##### Passage given

Moneyball and the Limits of Predictive Analysis
Could predictive analytics be used as extensively in business as it is in baseball?
- By Stephen Swoyer
- August 7, 2012
If you've seen the movie Moneyball, you likely have a good sense of how statistical analysis and predictive analytics (PA) have completely transformed the management of baseball.
You might even have asked yourself if widespread use of PA could transform the way businesses are managed? The answer is yes -- PA has already done so.
A better question, experts say, concerns the extent to which PA can transform business. Put another way, can predictive analytics be used as extensively and effectively in business as it is in baseball?
The short answer is no. Baseball is a game, with fairly well-defined parameters. Business is a much "fuzzier" proposition. Life has an infinite set of parameters, not all of which are understood, and some of which have yet to be identified. To model business is to model reality.
In that sense, argues Neil Raden, co-author of Smart Enough Systems: How to Deliver Competitive Advantage by Automating Hidden Decisions, business simply can't be modeled, much less made as predictable as baseball.
"In the business world, things are far more uncertain and fuzzy than [they are in] baseball. So I wouldn't be thinking about cases [in business] that defy prediction, I'd be looking at how ... organizations deal with uncertainty in their models," says Raden, a principal with information management consultancy Hired Brains Inc.

##########

Problems
1. In the article on predictive analytics and baseball, what firm is Neil Raden a principal with?
2. From the article on predictive analytics and baseball, reproduce word for word the part that opens with the words containing "You might even" and closes with "predictable as baseball.".

##### Records shown

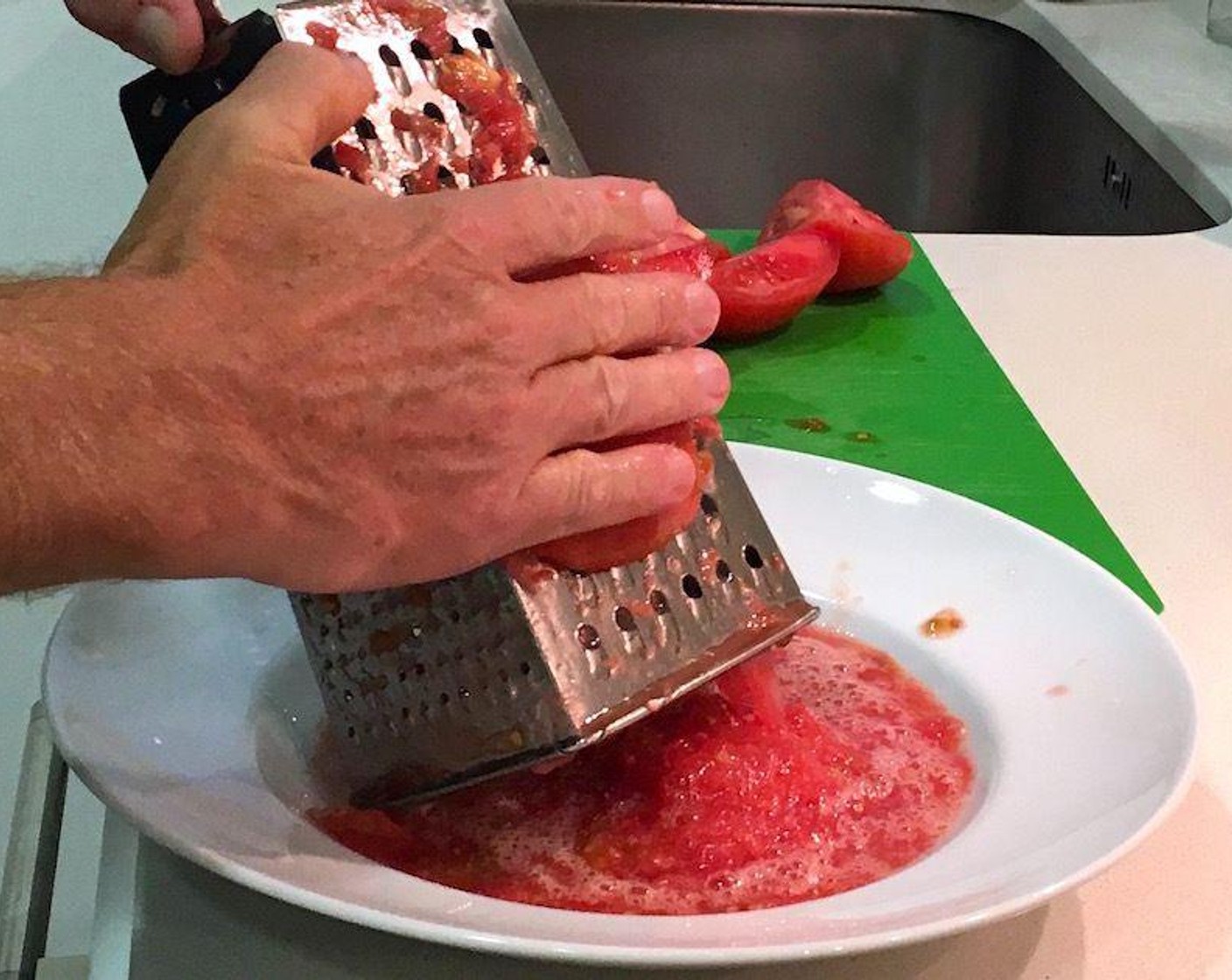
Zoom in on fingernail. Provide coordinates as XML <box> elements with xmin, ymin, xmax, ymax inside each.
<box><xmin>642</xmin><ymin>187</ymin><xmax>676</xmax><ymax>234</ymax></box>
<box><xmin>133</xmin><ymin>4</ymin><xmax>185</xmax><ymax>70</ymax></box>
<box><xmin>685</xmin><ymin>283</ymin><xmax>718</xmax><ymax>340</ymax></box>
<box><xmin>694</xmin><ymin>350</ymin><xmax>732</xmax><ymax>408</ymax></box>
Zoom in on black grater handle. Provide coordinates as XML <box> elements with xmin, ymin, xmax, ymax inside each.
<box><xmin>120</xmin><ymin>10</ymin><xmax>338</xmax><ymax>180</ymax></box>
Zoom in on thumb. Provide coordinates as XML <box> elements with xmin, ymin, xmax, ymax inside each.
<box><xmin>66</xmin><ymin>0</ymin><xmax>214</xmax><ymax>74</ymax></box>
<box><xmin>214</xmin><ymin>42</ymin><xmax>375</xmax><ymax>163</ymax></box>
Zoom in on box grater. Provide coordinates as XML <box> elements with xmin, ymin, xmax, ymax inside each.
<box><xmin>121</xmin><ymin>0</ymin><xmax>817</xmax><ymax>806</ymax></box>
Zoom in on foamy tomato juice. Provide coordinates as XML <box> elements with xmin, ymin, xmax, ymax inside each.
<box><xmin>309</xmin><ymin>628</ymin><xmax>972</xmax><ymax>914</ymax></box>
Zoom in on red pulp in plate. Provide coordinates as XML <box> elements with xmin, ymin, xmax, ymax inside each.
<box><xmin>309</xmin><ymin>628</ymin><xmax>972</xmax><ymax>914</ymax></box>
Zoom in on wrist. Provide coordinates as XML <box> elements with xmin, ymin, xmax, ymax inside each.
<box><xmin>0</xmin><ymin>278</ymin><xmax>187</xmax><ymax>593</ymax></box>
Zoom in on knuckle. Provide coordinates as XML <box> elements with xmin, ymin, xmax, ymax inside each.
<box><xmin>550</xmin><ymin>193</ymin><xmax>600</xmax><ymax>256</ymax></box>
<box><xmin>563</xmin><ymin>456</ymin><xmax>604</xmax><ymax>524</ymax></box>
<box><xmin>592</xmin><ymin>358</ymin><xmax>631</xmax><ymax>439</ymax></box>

##########

Answers for the exercise
1. Hired Brains Inc., an information management consultancy.

2.
You might even have asked yourself if widespread use of PA could transform the way businesses are managed? The answer is yes -- PA has already done so.
A better question, experts say, concerns the extent to which PA can transform business. Put another way, can predictive analytics be used as extensively and effectively in business as it is in baseball?
The short answer is no. Baseball is a game, with fairly well-defined parameters. Business is a much "fuzzier" proposition. Life has an infinite set of parameters, not all of which are understood, and some of which have yet to be identified. To model business is to model reality.
In that sense, argues Neil Raden, co-author of Smart Enough Systems: How to Deliver Competitive Advantage by Automating Hidden Decisions, business simply can't be modeled, much less made as predictable as baseball.